Report how many lines in the listing below contain the string "marking", counting only matches with the same case. Give the number alone.

» **Rows from a dataset**:
-*-*-

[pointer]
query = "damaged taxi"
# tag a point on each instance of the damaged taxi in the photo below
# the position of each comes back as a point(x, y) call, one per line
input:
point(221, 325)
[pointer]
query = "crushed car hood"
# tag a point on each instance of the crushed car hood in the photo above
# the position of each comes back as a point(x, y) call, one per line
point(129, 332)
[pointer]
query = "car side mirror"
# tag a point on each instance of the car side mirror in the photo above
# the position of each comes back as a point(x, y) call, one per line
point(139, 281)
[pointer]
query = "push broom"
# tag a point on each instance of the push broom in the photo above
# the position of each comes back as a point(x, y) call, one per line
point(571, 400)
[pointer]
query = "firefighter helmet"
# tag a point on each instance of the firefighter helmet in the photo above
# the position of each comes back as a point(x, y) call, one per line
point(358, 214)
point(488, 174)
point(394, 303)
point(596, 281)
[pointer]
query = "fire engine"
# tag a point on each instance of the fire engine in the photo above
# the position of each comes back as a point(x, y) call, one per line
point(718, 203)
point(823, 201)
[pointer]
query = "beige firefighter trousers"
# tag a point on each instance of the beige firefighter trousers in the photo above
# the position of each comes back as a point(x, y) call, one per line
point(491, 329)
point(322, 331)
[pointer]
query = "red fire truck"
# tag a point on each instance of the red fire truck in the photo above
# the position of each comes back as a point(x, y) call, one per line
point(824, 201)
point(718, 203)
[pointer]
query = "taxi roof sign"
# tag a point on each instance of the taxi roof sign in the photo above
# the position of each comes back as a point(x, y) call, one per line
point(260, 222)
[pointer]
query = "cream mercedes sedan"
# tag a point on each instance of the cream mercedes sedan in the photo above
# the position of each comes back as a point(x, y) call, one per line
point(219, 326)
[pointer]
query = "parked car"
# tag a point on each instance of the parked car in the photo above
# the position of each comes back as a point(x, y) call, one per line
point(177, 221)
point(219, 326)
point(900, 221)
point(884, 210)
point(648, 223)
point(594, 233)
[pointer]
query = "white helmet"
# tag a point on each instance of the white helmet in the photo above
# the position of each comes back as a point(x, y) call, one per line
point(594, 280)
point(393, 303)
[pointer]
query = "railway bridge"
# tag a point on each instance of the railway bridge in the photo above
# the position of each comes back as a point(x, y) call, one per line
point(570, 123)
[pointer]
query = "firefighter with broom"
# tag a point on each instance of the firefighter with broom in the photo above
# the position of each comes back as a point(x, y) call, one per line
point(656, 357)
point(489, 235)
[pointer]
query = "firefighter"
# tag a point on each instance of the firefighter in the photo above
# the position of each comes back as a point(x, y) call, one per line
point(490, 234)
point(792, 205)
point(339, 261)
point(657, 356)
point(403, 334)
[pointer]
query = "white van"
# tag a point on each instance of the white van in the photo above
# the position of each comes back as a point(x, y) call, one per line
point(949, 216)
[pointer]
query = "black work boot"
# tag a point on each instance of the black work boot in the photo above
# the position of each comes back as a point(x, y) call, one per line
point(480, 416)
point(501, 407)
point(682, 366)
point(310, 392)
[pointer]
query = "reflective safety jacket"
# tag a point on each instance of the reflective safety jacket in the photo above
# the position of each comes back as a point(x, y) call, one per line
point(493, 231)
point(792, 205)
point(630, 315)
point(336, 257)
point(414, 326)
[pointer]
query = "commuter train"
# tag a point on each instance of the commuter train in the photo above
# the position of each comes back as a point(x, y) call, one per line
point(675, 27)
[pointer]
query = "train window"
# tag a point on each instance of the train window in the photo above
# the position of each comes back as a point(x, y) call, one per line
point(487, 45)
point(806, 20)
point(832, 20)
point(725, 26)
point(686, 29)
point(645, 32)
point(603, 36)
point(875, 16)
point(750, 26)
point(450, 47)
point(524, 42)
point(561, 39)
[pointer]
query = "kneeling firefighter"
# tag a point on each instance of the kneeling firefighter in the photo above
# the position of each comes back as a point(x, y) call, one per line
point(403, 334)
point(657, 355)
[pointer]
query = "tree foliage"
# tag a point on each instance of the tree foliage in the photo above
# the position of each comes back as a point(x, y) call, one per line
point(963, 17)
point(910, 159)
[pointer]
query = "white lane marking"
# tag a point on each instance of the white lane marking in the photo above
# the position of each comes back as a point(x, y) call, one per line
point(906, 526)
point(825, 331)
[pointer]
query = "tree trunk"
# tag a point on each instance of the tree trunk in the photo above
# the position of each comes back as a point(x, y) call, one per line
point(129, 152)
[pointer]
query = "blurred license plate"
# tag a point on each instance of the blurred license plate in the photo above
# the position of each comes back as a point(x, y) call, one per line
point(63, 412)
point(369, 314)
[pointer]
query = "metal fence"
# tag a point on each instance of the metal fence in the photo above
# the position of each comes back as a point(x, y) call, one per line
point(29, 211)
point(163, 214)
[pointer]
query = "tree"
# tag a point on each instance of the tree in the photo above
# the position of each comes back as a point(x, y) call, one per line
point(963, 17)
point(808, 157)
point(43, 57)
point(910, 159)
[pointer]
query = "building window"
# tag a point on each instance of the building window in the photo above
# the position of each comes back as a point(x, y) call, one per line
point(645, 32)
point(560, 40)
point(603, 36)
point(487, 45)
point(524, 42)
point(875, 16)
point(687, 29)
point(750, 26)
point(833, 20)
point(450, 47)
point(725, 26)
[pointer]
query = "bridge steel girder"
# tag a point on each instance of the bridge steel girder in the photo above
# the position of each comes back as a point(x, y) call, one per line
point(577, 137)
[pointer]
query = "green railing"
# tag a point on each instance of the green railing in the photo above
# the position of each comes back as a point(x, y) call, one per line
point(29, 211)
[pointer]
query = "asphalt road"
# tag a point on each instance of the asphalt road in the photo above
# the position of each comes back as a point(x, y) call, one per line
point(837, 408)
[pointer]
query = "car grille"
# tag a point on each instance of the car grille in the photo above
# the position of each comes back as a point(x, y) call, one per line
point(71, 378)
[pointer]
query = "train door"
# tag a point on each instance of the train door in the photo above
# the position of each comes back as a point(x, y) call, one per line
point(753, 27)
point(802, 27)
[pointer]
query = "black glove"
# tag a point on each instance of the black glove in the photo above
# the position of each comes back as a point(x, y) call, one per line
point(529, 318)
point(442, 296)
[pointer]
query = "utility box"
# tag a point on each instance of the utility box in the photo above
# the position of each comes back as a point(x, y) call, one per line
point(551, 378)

-*-*-

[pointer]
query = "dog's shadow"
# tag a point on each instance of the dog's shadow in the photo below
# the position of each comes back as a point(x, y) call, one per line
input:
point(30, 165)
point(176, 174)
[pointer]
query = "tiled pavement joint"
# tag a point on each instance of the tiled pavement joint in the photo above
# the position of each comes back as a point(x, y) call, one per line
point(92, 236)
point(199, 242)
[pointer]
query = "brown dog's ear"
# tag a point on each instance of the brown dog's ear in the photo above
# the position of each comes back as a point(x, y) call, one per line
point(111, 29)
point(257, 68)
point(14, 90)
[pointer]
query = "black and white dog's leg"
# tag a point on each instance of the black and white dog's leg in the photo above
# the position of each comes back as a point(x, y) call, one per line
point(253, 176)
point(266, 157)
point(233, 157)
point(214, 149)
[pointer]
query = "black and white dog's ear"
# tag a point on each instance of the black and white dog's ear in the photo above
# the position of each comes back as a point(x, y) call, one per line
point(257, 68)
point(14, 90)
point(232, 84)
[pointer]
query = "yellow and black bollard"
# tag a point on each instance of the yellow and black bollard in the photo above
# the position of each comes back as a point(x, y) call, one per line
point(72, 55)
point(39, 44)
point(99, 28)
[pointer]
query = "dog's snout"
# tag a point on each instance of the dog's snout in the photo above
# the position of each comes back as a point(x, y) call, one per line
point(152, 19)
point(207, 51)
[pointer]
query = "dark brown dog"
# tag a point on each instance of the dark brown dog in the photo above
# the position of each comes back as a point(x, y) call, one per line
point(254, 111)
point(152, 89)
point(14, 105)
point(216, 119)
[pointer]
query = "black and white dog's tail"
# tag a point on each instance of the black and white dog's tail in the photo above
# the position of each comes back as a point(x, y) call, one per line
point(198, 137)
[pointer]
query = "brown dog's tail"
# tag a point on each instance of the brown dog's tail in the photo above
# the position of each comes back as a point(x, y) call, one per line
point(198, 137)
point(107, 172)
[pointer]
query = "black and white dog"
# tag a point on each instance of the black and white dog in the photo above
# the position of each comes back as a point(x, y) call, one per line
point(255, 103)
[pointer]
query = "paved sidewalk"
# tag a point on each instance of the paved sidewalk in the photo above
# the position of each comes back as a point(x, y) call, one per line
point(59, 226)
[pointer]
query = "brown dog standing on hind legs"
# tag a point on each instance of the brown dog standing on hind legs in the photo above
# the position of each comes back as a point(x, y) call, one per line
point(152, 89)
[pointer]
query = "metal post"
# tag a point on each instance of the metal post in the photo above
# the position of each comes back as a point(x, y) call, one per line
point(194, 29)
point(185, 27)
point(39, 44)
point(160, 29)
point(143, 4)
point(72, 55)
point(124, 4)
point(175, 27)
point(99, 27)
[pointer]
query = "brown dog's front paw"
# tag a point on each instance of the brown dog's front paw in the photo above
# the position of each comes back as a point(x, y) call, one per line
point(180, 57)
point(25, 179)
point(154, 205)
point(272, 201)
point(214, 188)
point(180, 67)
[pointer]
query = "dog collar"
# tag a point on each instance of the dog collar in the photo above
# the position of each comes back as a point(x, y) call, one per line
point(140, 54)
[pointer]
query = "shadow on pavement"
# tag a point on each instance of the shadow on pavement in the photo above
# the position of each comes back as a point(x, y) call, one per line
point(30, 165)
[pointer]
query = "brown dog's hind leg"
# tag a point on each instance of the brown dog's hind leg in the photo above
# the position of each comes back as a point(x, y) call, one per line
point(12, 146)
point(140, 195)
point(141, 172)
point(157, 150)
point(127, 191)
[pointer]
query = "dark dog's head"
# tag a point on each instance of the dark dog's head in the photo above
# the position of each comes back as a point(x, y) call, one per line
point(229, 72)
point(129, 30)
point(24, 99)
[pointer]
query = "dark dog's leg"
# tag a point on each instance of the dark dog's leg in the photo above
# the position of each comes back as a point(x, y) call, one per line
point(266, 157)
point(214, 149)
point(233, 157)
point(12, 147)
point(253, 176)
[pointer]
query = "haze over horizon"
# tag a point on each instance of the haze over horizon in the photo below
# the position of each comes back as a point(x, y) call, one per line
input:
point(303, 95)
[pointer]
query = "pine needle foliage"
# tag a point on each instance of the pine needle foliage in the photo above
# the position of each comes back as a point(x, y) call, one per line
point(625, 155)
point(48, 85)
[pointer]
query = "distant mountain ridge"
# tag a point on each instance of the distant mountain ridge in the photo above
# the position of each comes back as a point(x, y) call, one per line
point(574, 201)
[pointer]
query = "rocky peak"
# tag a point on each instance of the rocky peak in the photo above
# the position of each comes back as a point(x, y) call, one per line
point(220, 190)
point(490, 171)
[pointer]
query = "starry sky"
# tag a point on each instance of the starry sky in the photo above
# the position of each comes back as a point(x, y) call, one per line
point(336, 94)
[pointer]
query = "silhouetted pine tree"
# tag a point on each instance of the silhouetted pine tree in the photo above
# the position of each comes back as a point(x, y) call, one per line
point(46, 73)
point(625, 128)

-*-*-

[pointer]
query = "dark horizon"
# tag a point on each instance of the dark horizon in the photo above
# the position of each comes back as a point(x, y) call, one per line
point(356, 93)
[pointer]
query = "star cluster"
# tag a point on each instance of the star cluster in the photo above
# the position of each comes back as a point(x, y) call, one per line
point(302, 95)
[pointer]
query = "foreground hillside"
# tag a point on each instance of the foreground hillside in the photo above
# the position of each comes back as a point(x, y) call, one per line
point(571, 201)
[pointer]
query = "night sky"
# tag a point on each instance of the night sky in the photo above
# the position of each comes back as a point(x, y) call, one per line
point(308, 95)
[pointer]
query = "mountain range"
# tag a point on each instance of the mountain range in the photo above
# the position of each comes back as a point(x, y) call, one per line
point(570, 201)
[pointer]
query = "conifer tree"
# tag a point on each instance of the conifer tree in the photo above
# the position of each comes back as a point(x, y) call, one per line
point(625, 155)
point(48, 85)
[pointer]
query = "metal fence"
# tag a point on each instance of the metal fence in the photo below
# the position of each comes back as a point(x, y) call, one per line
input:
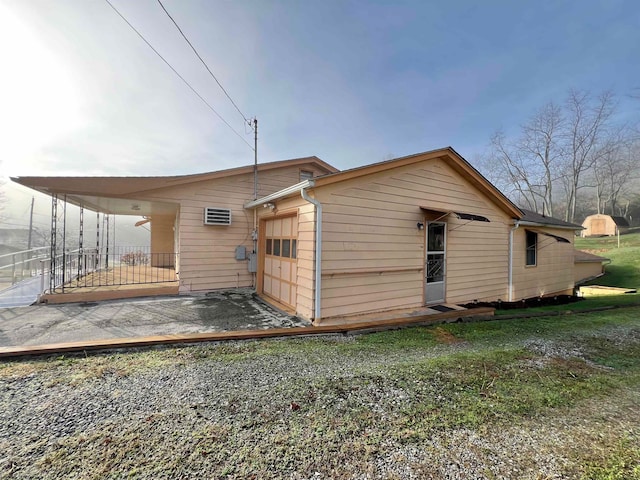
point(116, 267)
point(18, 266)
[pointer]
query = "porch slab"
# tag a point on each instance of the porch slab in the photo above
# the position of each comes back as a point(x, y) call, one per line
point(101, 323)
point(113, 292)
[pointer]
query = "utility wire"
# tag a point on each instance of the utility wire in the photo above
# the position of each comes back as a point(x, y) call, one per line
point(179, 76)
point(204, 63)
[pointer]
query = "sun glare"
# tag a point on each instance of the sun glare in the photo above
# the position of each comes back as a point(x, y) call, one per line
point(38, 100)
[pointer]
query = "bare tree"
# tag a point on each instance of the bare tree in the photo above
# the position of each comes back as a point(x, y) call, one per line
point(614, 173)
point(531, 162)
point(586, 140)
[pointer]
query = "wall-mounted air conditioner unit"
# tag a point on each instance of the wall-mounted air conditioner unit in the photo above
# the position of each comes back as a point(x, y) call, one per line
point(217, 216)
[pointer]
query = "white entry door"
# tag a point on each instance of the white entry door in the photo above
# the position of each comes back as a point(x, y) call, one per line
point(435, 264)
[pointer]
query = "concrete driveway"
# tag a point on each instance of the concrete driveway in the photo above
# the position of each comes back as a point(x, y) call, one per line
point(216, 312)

-*-*-

» **The reply**: 2